**Provided data**

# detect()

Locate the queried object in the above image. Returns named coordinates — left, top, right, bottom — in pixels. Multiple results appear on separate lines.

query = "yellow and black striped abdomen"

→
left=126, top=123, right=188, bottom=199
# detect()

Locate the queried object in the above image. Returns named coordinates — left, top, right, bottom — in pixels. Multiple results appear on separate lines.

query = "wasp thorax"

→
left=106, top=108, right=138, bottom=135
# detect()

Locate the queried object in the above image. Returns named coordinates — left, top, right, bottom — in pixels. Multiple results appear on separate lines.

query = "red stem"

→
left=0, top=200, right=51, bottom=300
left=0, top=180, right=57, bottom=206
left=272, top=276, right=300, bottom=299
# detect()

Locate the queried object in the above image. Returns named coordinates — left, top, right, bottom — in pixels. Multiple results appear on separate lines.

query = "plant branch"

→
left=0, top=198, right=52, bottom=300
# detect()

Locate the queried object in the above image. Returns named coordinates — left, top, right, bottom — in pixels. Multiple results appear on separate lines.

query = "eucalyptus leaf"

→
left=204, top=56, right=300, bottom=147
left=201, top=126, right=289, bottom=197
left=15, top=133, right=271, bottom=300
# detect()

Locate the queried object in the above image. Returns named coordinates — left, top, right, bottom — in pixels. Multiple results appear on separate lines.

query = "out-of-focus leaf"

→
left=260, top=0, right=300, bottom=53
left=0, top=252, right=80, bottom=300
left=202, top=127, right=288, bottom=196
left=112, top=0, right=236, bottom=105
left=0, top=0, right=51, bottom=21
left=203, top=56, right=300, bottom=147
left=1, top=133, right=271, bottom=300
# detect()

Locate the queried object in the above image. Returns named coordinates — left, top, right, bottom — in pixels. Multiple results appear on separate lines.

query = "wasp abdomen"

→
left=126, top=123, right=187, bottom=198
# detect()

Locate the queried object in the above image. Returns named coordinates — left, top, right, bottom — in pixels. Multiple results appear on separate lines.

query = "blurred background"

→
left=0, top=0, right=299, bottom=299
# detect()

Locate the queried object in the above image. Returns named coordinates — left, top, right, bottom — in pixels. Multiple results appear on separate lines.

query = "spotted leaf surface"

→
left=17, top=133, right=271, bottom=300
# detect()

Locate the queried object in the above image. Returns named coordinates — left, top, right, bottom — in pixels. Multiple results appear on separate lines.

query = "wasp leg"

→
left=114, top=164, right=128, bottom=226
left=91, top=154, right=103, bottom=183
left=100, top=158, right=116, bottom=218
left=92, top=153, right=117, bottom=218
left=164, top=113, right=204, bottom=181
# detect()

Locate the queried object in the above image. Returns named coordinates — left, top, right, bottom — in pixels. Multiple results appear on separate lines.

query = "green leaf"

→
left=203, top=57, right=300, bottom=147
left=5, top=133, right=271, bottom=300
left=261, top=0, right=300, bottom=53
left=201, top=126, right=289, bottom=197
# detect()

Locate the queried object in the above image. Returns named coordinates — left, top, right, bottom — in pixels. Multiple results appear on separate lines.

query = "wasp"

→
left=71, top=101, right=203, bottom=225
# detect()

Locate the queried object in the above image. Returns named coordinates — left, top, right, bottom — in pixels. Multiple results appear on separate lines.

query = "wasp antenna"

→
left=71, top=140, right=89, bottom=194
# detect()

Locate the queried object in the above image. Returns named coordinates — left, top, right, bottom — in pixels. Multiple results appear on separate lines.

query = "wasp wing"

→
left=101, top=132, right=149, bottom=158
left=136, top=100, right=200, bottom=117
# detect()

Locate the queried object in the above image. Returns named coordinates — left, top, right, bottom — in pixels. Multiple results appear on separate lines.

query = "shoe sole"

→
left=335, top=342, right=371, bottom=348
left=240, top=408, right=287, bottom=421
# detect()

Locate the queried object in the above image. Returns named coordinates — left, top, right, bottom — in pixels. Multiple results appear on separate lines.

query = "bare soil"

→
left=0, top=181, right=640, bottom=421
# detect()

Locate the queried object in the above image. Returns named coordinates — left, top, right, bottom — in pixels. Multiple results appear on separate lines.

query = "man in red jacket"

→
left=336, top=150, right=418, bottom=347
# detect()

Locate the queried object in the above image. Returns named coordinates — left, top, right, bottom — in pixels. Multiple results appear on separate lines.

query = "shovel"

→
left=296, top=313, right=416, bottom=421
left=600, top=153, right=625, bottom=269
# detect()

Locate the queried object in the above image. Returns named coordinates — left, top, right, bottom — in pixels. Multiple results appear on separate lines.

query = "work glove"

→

**Exercise brief**
Count the lines in the rows above that contain the string "abdomen", treating uppercase and lowercase as different. Reply with only the number.

**The result**
2